- [Tarefas propostas]:
1. De acordo com o texto sobre a imigração no governo Trump, quantos imigrantes irregulares que cometeram delitos o ICE repatriou por mês, em média, sob esse governo?
2. Enumere todas as médias mensais de imigrantes repatriados ou expulsos que aparecem no texto sobre a imigração no governo Trump, indicando o período de cada uma.
3. Prossiga o texto sobre a imigração no governo Trump a partir do ponto em que ele termina.

No final das contas, o muro na fronteira com o México, símbolo Trumpaniano por excelência, não foi construído. O travel ban, que depois de três reformulações teve recentemente uma significativa – embora parcial – aprovação por parte da Suprema Corte, limita de modo temporário o ingresso de cidadãos de oito países (já fortemente limitados antes dessa iniciativa), tendo como base razões de segurança nacional. Em sua campanha eleitoral, Trump prometeu repatriar os cerca de dois a três milhões de clandestinos com ficha criminal (entre os cerca de onze milhões em todo o País), mas no primeiro ano de governo, a máquina da expulsão moveu-se muito mais lentamente do que o esperado. No governo de Trump, o ICE, agência federal que controla as fronteiras, repatriou mensalmente uma média de 17.500 imigrantes irregulares que cometeram delitos, contra 20 mil do ano anterior. Em 2012, os agentes expulsaram 34 mil por mês. Todavia, cresceu a prisão de clandestinos.

- [Registros extraídos]:
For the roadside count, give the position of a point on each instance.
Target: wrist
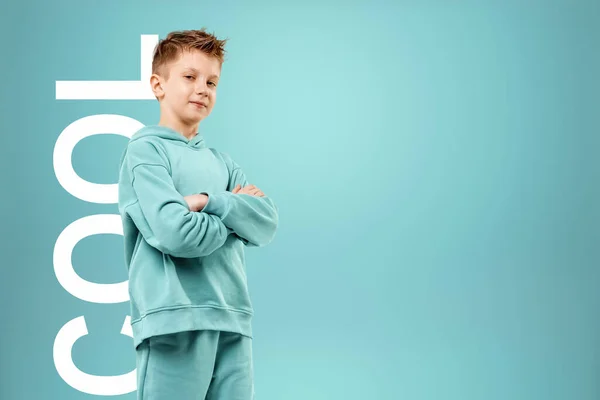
(199, 202)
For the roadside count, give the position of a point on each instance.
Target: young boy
(188, 212)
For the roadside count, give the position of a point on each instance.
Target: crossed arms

- [Respostas]:
1. Em média, 17.500 por mês.

2.
- 17.500 por mês: governo de Trump
- 20 mil por mês: ano anterior ao governo de Trump
- 34 mil por mês: 2012

3.
Casamento. Entre as decisões duramente criticadas pelos Bispos, no âmbito da imigração, está a drástica redução do número de refugiados que os Estados Unidos estão dispostos a acolher. Trump baixou para 50 mil o teto de ingressos anuais que Obama tinha fixado em 110 mil, e ameaça reduzir ainda mais esse número. A mudança de conduta em relação aos chamados dreamers, clandestinos que entraram nos Estados Unidos seguindo os pais quando eram menores de idade, categoria anistiada por Obama via decreto, também atraiu críticas de muitos, inclusive católicos.
O abandono do acordo de Paris sobre políticas para redução da emissão de gases desencadeou um terremoto político, e o último debate em que os Bispos se pronunciaram com vigor foi sobre a reforma tributária. O texto proposto pela Casa Branca, explicou a Conferência dos Bispos, “aumenta os impostos para os pobres e desonera os ricos, violando os princípios básicos de justiça”.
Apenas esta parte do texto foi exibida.